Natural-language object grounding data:
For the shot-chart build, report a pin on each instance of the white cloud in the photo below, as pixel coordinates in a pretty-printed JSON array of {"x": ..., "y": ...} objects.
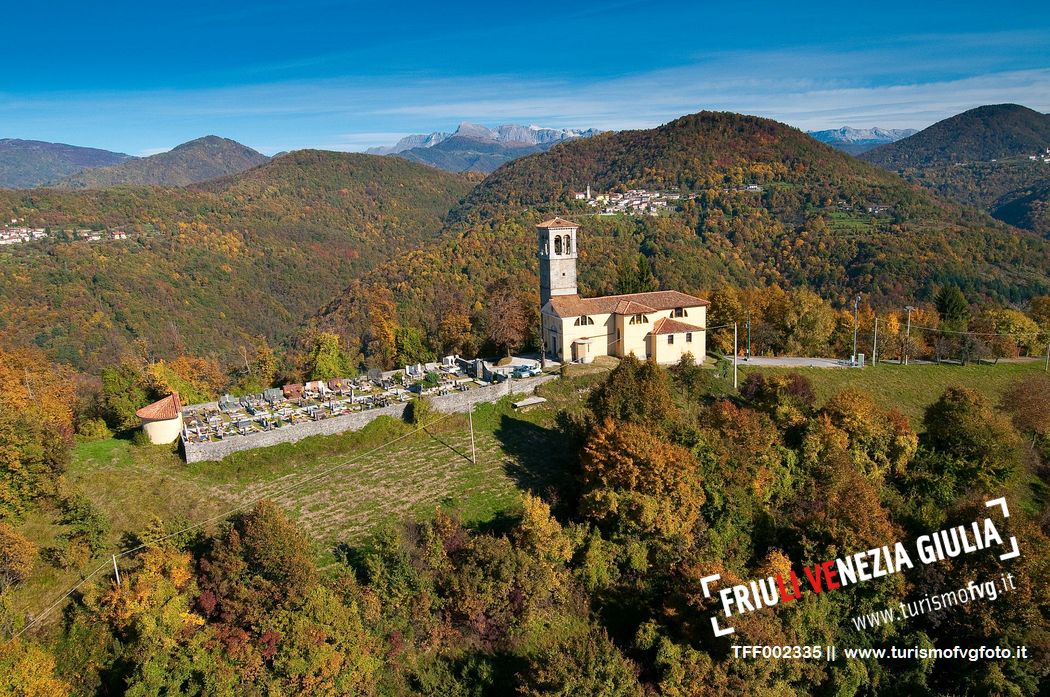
[{"x": 904, "y": 82}]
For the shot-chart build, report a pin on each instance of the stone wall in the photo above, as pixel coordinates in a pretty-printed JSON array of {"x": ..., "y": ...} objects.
[{"x": 448, "y": 404}]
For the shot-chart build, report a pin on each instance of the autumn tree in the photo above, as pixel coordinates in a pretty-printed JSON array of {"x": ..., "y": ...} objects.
[
  {"x": 27, "y": 670},
  {"x": 261, "y": 563},
  {"x": 634, "y": 391},
  {"x": 505, "y": 317},
  {"x": 638, "y": 483},
  {"x": 962, "y": 424},
  {"x": 17, "y": 556},
  {"x": 952, "y": 308},
  {"x": 636, "y": 276},
  {"x": 1027, "y": 400},
  {"x": 196, "y": 379},
  {"x": 327, "y": 358},
  {"x": 36, "y": 428},
  {"x": 259, "y": 366}
]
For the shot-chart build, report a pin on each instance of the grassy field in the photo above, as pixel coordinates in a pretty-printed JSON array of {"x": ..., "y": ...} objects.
[
  {"x": 341, "y": 487},
  {"x": 338, "y": 487},
  {"x": 911, "y": 388}
]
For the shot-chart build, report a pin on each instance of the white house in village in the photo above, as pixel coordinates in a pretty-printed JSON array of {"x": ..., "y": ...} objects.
[{"x": 660, "y": 324}]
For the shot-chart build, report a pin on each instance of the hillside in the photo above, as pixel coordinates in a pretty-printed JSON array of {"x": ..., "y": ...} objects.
[
  {"x": 1027, "y": 207},
  {"x": 477, "y": 148},
  {"x": 809, "y": 224},
  {"x": 981, "y": 134},
  {"x": 205, "y": 268},
  {"x": 202, "y": 160},
  {"x": 462, "y": 154},
  {"x": 26, "y": 164},
  {"x": 984, "y": 157}
]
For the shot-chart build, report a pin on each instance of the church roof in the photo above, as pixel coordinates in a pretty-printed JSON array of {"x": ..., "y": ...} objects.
[
  {"x": 668, "y": 325},
  {"x": 631, "y": 303},
  {"x": 161, "y": 409},
  {"x": 558, "y": 223},
  {"x": 631, "y": 308}
]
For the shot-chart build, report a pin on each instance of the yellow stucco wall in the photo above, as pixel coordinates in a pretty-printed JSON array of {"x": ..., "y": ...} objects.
[
  {"x": 164, "y": 430},
  {"x": 613, "y": 335},
  {"x": 672, "y": 353}
]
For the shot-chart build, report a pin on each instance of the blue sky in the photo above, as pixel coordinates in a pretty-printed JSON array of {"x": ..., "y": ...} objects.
[{"x": 143, "y": 77}]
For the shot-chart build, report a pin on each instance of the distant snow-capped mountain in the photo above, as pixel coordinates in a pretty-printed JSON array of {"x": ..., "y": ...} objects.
[
  {"x": 856, "y": 141},
  {"x": 511, "y": 134}
]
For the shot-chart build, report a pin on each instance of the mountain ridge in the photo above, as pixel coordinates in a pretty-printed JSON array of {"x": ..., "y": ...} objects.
[
  {"x": 980, "y": 134},
  {"x": 210, "y": 267},
  {"x": 26, "y": 164},
  {"x": 991, "y": 157},
  {"x": 856, "y": 141},
  {"x": 195, "y": 161}
]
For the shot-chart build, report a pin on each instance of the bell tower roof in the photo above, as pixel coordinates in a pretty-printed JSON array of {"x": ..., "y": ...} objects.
[{"x": 558, "y": 224}]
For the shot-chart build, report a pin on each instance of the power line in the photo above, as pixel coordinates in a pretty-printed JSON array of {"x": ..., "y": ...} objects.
[
  {"x": 933, "y": 329},
  {"x": 213, "y": 519}
]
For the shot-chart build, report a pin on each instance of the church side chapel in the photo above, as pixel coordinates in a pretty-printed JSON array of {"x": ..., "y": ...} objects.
[{"x": 660, "y": 324}]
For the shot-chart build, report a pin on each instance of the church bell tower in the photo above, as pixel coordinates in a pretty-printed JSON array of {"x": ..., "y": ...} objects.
[{"x": 557, "y": 239}]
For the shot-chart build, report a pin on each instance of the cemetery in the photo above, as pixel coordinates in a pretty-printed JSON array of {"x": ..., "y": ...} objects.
[{"x": 280, "y": 415}]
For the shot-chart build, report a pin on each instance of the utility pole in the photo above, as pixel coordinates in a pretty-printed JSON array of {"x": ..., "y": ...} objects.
[
  {"x": 735, "y": 352},
  {"x": 856, "y": 310},
  {"x": 875, "y": 343},
  {"x": 907, "y": 339},
  {"x": 469, "y": 418},
  {"x": 749, "y": 335}
]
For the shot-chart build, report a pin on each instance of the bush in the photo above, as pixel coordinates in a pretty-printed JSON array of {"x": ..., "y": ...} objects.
[
  {"x": 419, "y": 412},
  {"x": 93, "y": 429},
  {"x": 88, "y": 525}
]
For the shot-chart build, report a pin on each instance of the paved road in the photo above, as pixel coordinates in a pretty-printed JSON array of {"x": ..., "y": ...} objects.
[{"x": 794, "y": 361}]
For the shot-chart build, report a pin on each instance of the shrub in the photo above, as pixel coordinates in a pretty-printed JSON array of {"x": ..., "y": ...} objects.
[
  {"x": 419, "y": 412},
  {"x": 93, "y": 429}
]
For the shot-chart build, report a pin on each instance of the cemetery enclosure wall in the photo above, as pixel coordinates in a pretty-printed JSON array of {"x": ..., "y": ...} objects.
[{"x": 447, "y": 403}]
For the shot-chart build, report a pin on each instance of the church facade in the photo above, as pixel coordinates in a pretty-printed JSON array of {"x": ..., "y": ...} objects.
[{"x": 660, "y": 324}]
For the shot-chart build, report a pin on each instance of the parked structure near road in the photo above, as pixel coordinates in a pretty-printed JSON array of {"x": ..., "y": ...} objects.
[
  {"x": 662, "y": 324},
  {"x": 452, "y": 402},
  {"x": 163, "y": 420}
]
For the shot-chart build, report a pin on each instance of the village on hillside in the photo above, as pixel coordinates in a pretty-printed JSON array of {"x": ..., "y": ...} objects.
[{"x": 17, "y": 232}]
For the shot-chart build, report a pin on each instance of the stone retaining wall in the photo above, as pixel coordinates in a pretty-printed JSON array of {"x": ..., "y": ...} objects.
[{"x": 448, "y": 404}]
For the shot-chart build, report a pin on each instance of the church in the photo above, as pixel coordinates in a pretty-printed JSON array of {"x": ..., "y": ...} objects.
[{"x": 662, "y": 324}]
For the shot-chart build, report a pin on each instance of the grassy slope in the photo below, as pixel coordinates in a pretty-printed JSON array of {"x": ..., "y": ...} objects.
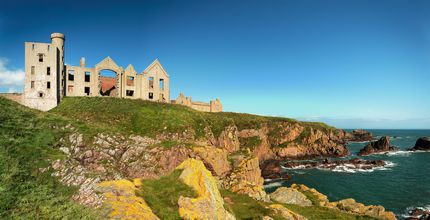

§ Assignment
The range to set down runs from the line containing "of the shrub" through the final line of the data, both ends included; give it exactly and drop the pictures.

§ Answer
For the shot-chart build, report a pin on each instance of the shrub in the photo above, as pixel coordinates in a pretty-printed JSON array of {"x": ..., "y": ...} objects.
[
  {"x": 419, "y": 412},
  {"x": 93, "y": 429}
]
For the shot-chart build, report a pin on each instance of the cemetery enclosure wall in the photo above, as pixel coordinates in a pretty-printed JSON array of {"x": ..., "y": ...} objects.
[{"x": 447, "y": 403}]
For the shot-chart build, report a pin on each instance of the church facade in the photo above, as pixel coordinates in a pretty-printed JSON array of {"x": ..., "y": ...} objects.
[{"x": 660, "y": 324}]
For the shot-chart build, report a pin on each instance of the parked structure near road in the photo above, as pixel coordinates in a pretty-printed JSON array of {"x": ..., "y": ...} objects.
[
  {"x": 662, "y": 324},
  {"x": 452, "y": 402},
  {"x": 163, "y": 420}
]
For the shot-chart build, report a pin on each instance of the village on hillside in the photo above, as pixel coordinates in a pretty-printed JSON array of {"x": ..., "y": ...} objects.
[{"x": 17, "y": 232}]
For the shot-chart build, report a pin on each instance of the stone retaining wall in the photo above, as pixel coordinates in a pretty-printed JSON array of {"x": ..., "y": ...} objects.
[{"x": 448, "y": 404}]
For the shot-chart build, report a pin on each instance of the church in the photo above, as pixel coordinates in a pretty-printed JSON array of {"x": ..., "y": ...} objects.
[{"x": 662, "y": 324}]
For the shot-chart build, report a pin on each instance of the grassy slope in the photo below, as pixel coordinates in a pretty-printed JSON array of {"x": ..., "y": ...} objects.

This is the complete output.